WHAT IS BEING ASKED:
Could you rewrite the lines starting at the beginning and ending at the line containing "287), (583, 283)]]" as a two-column CSV with columns text and answer? Each row should pair a task's wording with its answer, each in one quoted field with line breaks turned into spaces.

Shape boundary entries
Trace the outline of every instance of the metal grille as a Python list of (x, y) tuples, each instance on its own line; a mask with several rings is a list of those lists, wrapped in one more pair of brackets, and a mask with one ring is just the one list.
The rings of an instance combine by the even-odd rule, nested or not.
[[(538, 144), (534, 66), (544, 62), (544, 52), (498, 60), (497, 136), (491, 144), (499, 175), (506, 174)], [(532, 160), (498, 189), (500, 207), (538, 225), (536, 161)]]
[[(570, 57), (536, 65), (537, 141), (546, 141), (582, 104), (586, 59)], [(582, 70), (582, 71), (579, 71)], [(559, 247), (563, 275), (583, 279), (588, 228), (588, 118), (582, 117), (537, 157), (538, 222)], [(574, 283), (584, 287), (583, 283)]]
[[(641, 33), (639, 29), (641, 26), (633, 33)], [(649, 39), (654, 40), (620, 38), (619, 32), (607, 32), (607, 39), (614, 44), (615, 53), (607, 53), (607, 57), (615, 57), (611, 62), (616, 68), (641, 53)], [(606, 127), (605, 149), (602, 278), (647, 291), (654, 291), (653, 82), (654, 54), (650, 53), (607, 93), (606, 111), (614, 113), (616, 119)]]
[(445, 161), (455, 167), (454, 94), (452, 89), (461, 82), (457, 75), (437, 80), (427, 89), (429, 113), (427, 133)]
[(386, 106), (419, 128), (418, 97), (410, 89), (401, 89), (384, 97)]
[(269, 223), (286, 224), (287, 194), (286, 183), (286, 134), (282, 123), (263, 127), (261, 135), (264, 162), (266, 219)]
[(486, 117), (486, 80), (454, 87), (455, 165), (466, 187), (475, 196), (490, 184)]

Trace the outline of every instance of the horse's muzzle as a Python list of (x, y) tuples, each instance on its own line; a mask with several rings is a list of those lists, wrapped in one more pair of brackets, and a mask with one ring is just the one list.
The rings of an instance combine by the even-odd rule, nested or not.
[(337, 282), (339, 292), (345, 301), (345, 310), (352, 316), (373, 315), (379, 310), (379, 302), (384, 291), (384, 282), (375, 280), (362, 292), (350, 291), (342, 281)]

TASK SOLUTION:
text,answer
"Trace the outline of every instance of the metal grille as a Python list of (x, y) tuples, each instance on its own line; a mask with several rings is a list of those lists, wrapped in one more pair of brackets, and a mask with one ring is just the one list. The rings of an instance combine by the even-odd rule, nested or not.","[[(538, 144), (534, 66), (544, 62), (544, 52), (498, 60), (497, 136), (491, 144), (499, 175), (506, 174)], [(532, 160), (498, 189), (500, 207), (538, 225), (536, 161)]] [[(570, 57), (536, 65), (537, 141), (546, 141), (582, 104), (586, 59)], [(582, 70), (582, 71), (579, 71)], [(559, 247), (563, 275), (583, 279), (588, 228), (588, 118), (582, 117), (537, 157), (538, 222)], [(574, 283), (584, 287), (583, 283)]]"